→ **Recorded data**:
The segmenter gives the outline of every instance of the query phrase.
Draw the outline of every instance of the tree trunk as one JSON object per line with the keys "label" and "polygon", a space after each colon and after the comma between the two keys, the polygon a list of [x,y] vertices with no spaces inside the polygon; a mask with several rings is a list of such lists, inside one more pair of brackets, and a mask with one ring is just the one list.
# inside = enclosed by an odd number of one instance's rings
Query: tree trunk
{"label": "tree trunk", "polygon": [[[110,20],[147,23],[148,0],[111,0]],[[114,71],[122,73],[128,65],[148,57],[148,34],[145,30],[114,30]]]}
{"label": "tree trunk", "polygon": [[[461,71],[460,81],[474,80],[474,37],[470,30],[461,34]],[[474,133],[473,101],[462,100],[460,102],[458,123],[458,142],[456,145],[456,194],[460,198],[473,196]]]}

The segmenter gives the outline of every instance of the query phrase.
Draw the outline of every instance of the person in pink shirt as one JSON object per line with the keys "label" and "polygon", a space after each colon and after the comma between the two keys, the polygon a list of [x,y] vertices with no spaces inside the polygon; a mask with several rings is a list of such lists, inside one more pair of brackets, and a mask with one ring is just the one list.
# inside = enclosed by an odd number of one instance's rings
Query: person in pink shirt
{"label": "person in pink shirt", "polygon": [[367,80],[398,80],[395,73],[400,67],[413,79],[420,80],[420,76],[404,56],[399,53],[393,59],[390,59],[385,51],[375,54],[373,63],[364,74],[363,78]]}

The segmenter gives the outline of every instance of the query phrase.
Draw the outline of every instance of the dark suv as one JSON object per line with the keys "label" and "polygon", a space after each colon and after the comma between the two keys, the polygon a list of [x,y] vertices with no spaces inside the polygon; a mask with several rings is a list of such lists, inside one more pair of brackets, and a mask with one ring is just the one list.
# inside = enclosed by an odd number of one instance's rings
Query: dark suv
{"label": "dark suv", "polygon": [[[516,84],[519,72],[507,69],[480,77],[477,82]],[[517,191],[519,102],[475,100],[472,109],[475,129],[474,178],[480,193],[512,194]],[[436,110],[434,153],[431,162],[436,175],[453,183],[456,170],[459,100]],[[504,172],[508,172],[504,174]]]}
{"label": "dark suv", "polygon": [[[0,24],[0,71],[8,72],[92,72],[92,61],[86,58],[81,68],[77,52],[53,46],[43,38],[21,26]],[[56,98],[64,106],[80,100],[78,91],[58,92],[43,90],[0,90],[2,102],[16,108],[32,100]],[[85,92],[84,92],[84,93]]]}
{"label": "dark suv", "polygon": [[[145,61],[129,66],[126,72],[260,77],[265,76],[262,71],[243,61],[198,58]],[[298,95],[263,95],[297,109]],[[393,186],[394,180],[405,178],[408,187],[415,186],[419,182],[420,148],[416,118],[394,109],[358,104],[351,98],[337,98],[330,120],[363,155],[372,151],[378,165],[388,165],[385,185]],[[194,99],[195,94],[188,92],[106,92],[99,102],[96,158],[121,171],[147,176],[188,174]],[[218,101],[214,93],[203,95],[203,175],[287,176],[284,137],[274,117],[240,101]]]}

→ **Your objective**:
Above are the records; retype them all without a single difference.

→ **Result of this task**:
The segmenter gives the outline of every instance of the query phrase.
Draw the outline of every instance of the tree trunk as one JSON object per line with the keys "label" and "polygon", a space after each colon and after the comma between the two keys, the polygon a list of [x,y] vertices with no spaces inside the polygon; a mask with several rings is a list of such lists, inside one more pair of brackets, and a mask with one ring is just the one list.
# inside = enclosed by an odd number of one instance's rings
Query: tree trunk
{"label": "tree trunk", "polygon": [[[110,20],[147,23],[148,0],[111,0]],[[114,71],[122,73],[128,65],[148,57],[148,34],[145,30],[114,30]]]}
{"label": "tree trunk", "polygon": [[[461,71],[460,81],[474,80],[474,37],[470,30],[461,34]],[[474,133],[473,101],[462,100],[460,102],[458,123],[458,142],[456,145],[456,194],[460,198],[473,196]]]}

The segmenter gives the outline of every instance of the query phrase.
Draw the outline of every instance of the person in pink shirt as one JSON object per line with the keys "label" and "polygon", a space after each colon and after the comma between the two keys, the polygon a list of [x,y] vertices with no spaces inside the polygon; a mask with several rings is a list of such lists, inside one more pair of brackets, and a mask with one ring is just the one list.
# inside = enclosed by an odd number of one instance's rings
Query: person in pink shirt
{"label": "person in pink shirt", "polygon": [[367,80],[398,80],[395,73],[400,67],[413,79],[420,80],[420,76],[404,56],[399,53],[393,59],[390,59],[385,51],[375,54],[373,63],[364,74],[363,78]]}

The segmenter gives the outline of every instance of the query phrase.
Draw the outline of every instance of the dark suv as one JSON object per line with the keys "label" and "polygon", a space after each colon and after the comma between the two keys, the polygon a list of [x,y] vertices with no spaces inside the polygon; a mask with several rings is a list of such lists, inside one more pair of brackets, and a mask with one ring is just the one list.
# inside = enclosed by an odd number of one instance's rings
Query: dark suv
{"label": "dark suv", "polygon": [[[516,84],[519,72],[507,69],[480,77],[477,82]],[[517,191],[519,102],[475,100],[472,109],[475,129],[474,178],[480,193],[512,194]],[[436,110],[434,153],[431,162],[436,175],[453,183],[456,170],[459,100]],[[504,172],[508,172],[504,174]]]}
{"label": "dark suv", "polygon": [[[0,24],[0,71],[8,72],[92,72],[92,61],[86,58],[81,68],[77,52],[53,46],[43,38],[21,26]],[[56,98],[64,106],[80,100],[78,91],[58,92],[43,90],[0,90],[2,102],[16,108],[32,100]],[[85,92],[84,92],[84,93]]]}
{"label": "dark suv", "polygon": [[[145,61],[129,66],[126,72],[260,77],[265,76],[262,71],[243,61],[198,58]],[[298,95],[263,95],[297,109]],[[393,186],[394,180],[405,178],[408,187],[415,186],[419,182],[420,148],[416,118],[394,109],[358,104],[351,98],[337,98],[330,120],[363,155],[372,151],[378,165],[388,165],[385,185]],[[194,99],[195,94],[188,92],[106,92],[99,102],[96,158],[121,171],[147,176],[188,174]],[[218,101],[214,93],[203,95],[203,175],[287,176],[284,137],[274,117],[240,101]]]}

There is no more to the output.